• EXERCISE PASSAGE

The next two hours are a whirlwind of changes with Gaga & co. tearing through costumes as frequently as they do song tempos - the former taking in outfits ranging from cyber-goth-tinged 90’s NYC club kid style to a Dalmatian-spotted Octopus suit. Gaga stirs and prods the crowd into life, she screams and gargles “Birmingham!” with menace, her voice cracking, urging us constantly to “jump!” To which the crowd seem to respond with a universal “how high?” She then hits us with the golden trilogy of “Just Dance”, “Telephone” and “Poker Face” - which sound dynamic and precise yet also fiery and propulsive. Although nothing matches the explosiveness of “You and I”.

• INFORMATION
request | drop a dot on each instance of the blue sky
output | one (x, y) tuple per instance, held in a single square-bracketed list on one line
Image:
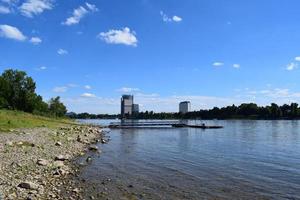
[(211, 52)]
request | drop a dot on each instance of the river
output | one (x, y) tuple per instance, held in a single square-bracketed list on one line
[(244, 160)]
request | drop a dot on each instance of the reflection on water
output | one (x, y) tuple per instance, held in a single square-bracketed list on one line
[(245, 160)]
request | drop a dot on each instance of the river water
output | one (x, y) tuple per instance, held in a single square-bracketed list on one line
[(244, 160)]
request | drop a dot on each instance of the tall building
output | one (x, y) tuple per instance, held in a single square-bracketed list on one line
[(126, 105), (135, 108), (185, 107)]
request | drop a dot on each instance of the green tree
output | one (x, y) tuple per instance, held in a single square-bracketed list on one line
[(17, 91), (57, 108)]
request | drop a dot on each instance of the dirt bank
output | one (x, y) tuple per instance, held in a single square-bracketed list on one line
[(37, 163)]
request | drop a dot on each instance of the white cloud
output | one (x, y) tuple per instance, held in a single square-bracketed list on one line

• ABOUT THIS TASK
Resume the Lady Gaga concert review, starting right after its closing sentence about "You and I".

• RESPONSE TO THIS EXERCISE
Gaga is keen to promote individuality, subversion and rebellion via the artRAVE experience. We know this because she frequently tells us so; often breaking songs down into crowd-aimed motivational speeches. It can occasionally border on the side of cloying and be a tad generic and repetitive. But there’s a beauty to the earnestness that manifests when Gaga reads out a letter tossed onstage from a fan who writes of his troubles with coming out as a young gay man – and he and his partner are soon sat at the piano with Gaga, beaming.

While artRAVE is loud, colourful and frequently emblematic of feel-good, throwaway party times, it seems at the heart of this gargantuan, intangible production that Gaga is trying to forge a deeper connection. For the devoted and infatuated it seems to be effective, for the rest of us it seems merely like a meticulously crafted pop show.